*** Extracted data Section Begins ***

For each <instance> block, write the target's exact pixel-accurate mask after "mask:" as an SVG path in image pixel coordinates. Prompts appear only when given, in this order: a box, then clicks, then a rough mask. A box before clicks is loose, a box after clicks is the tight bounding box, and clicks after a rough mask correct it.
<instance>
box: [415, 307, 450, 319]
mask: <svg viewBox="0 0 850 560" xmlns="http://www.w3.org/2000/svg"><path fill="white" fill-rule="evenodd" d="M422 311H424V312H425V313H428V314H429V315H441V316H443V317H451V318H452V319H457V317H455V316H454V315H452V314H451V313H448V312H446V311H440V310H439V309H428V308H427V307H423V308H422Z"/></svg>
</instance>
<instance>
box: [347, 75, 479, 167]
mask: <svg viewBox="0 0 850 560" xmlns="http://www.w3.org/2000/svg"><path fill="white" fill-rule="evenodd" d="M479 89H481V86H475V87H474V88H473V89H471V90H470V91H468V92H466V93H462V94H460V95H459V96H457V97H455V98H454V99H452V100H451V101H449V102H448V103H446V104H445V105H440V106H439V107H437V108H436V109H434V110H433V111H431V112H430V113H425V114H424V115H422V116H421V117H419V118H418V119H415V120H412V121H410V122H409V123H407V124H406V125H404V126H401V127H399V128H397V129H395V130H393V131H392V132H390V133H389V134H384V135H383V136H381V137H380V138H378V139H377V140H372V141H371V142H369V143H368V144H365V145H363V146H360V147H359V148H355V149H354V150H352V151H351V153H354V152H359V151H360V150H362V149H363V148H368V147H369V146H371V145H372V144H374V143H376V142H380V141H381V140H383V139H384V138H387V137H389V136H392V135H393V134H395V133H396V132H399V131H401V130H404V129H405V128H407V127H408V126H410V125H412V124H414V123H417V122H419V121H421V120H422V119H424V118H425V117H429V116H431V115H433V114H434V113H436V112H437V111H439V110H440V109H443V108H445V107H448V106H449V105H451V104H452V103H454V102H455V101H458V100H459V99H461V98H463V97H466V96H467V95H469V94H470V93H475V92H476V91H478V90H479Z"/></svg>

*** Extracted data Section Ends ***

- **What to produce**
Write out all the records above again, exactly as they stand.

- **Solution for this exercise**
For each <instance> block, write the target's exact pixel-accurate mask after "mask:" as an SVG path in image pixel coordinates. Prompts appear only when given, in this order: a box, then clicks, then a rough mask. A box before clicks is loose, a box after clicks is the tight bounding box, and clicks after a rough mask correct it.
<instance>
box: [415, 307, 450, 319]
mask: <svg viewBox="0 0 850 560" xmlns="http://www.w3.org/2000/svg"><path fill="white" fill-rule="evenodd" d="M422 311H424V312H425V313H428V314H429V315H441V316H443V317H451V318H452V319H457V317H455V316H454V315H452V314H451V313H448V312H446V311H440V310H439V309H428V308H427V307H423V308H422Z"/></svg>
</instance>
<instance>
box: [347, 75, 479, 167]
mask: <svg viewBox="0 0 850 560" xmlns="http://www.w3.org/2000/svg"><path fill="white" fill-rule="evenodd" d="M479 89H481V86H475V87H474V88H473V89H471V90H470V91H468V92H466V93H462V94H460V95H459V96H457V97H455V98H454V99H452V100H451V101H449V102H448V103H446V104H445V105H440V106H439V107H437V108H436V109H434V110H433V111H431V112H430V113H425V114H424V115H422V116H421V117H419V118H418V119H415V120H412V121H410V122H409V123H407V124H406V125H404V126H401V127H399V128H397V129H395V130H393V131H392V132H390V133H389V134H384V135H383V136H381V137H380V138H378V139H377V140H372V141H371V142H369V143H368V144H365V145H363V146H360V147H359V148H355V149H354V150H352V151H351V153H354V152H359V151H360V150H362V149H363V148H368V147H369V146H371V145H372V144H374V143H376V142H380V141H381V140H383V139H384V138H387V137H389V136H392V135H393V134H395V133H396V132H399V131H401V130H404V129H405V128H407V127H408V126H410V125H412V124H414V123H417V122H419V121H421V120H422V119H424V118H425V117H429V116H431V115H433V114H434V113H436V112H437V111H439V110H440V109H443V108H445V107H448V106H449V105H451V104H452V103H454V102H455V101H458V100H459V99H461V98H463V97H466V96H467V95H469V94H470V93H475V92H476V91H478V90H479Z"/></svg>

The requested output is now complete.